EXTRAIT À LIRE ::
********

Le carburant de remplacement coûte deux fois plus cher que le kérosène et nécessite des infrastructures standardisées et adaptées partout dans le monde. Des investissements estimés au bas mot à 1550 milliards seront nécessaires, dont une bonne dose de fonds publics, pour décarboner le secteur aérien, selon l’IATA.

Transport lourd

Objectif  indéterminé

Clés  électricité, gaz naturel et diesel renouvelables

L’électrification est déjà une solution efficace pour réduire l’empreinte carbone du transport de personnes et du transport léger par camion. Des entreprises testent des camions de classe 8 mus par l’électricité. Kruger, par exemple, a recours à de tels camions pour faire la navette entre ses installations de production de Crabtree et son entrepôt de Laval, avec l’intention d’électrifier complètement le transport de ses produits.

********

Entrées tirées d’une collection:
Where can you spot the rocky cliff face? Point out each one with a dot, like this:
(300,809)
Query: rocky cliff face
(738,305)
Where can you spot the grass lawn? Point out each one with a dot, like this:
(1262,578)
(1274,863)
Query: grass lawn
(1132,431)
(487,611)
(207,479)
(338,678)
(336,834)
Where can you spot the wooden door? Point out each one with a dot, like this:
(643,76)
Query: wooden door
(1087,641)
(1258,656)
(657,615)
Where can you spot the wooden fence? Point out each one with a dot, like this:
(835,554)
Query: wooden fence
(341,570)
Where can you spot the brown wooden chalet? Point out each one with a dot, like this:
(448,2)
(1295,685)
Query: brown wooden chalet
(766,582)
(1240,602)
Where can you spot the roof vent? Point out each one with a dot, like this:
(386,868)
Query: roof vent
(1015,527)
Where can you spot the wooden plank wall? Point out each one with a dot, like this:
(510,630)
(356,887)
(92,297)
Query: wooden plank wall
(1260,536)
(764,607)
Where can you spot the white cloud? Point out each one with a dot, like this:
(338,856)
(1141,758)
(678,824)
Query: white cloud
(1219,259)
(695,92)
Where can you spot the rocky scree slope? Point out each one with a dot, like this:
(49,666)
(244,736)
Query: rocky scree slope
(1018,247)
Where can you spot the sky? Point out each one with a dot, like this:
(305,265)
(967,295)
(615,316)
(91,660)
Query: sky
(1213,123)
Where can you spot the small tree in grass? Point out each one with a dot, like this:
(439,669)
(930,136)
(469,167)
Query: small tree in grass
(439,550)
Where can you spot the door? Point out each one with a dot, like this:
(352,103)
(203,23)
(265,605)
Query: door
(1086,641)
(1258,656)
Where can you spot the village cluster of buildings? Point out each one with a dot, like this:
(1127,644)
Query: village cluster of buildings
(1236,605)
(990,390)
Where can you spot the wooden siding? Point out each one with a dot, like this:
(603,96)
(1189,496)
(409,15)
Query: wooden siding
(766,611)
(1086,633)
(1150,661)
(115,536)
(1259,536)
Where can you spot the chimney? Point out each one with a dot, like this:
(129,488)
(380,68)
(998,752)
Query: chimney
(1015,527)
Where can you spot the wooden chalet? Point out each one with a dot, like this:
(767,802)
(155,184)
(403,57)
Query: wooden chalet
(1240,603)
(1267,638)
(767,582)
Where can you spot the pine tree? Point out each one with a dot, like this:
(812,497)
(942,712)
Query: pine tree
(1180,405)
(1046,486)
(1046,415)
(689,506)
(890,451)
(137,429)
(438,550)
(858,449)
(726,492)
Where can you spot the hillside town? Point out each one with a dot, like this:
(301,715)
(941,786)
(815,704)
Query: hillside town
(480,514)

********

CONSIGNES DE TRAVAIL ::
• 1. Dans l’extrait sur la décarbonation des transports, entre quels lieux Kruger fait-il circuler ses camions électriques ?
• 2. Recopiez fidèlement le passage de l’extrait sur la décarbonation des transports qui commence par les mots « Objectif  indéterminé » et se termine par « de ses produits. ».
• 3. Poursuivez l’extrait sur la décarbonation des transports au-delà de sa dernière phrase.

RÉPONSES ATTENDUES ::
• 1. Entre ses installations de production de Crabtree et son entrepôt de Laval.

• 2.
Objectif  indéterminé

Clés  électricité, gaz naturel et diesel renouvelables

L’électrification est déjà une solution efficace pour réduire l’empreinte carbone du transport de personnes et du transport léger par camion. Des entreprises testent des camions de classe 8 mus par l’électricité. Kruger, par exemple, a recours à de tels camions pour faire la navette entre ses installations de production de Crabtree et son entrepôt de Laval, avec l’intention d’électrifier complètement le transport de ses produits.

• 3.
Des transporteurs comme le Groupe Robert misent sur le gaz naturel liquéfié (GNL) pour remplacer le diesel. Le GNL réduit les émissions par rapport au diesel, mais ne les élimine pas.

L’électrification complète du transport lourd n’est pas une solution, selon la Chaire de gestion du secteur de l’énergie de HEC Montréal, qui a étudié la question. Il faudrait des capacités électriques supplémentaires considérables alors que l’électricité est déjà beaucoup sollicitée par la transition énergétique.

Il faut diversifier les solutions : miser sur le diesel et le gaz naturel de sources renouvelables et explorer le transfert du transport de marchandises vers d’autres modes comme le train et le bateau.

Le rôle de l’hydrogène, qui est considéré comme une solution possible pour la transition énergétique du transport lourd, reste « une question en suspens », selon l’étude Chaire de gestion du secteur de l’énergie.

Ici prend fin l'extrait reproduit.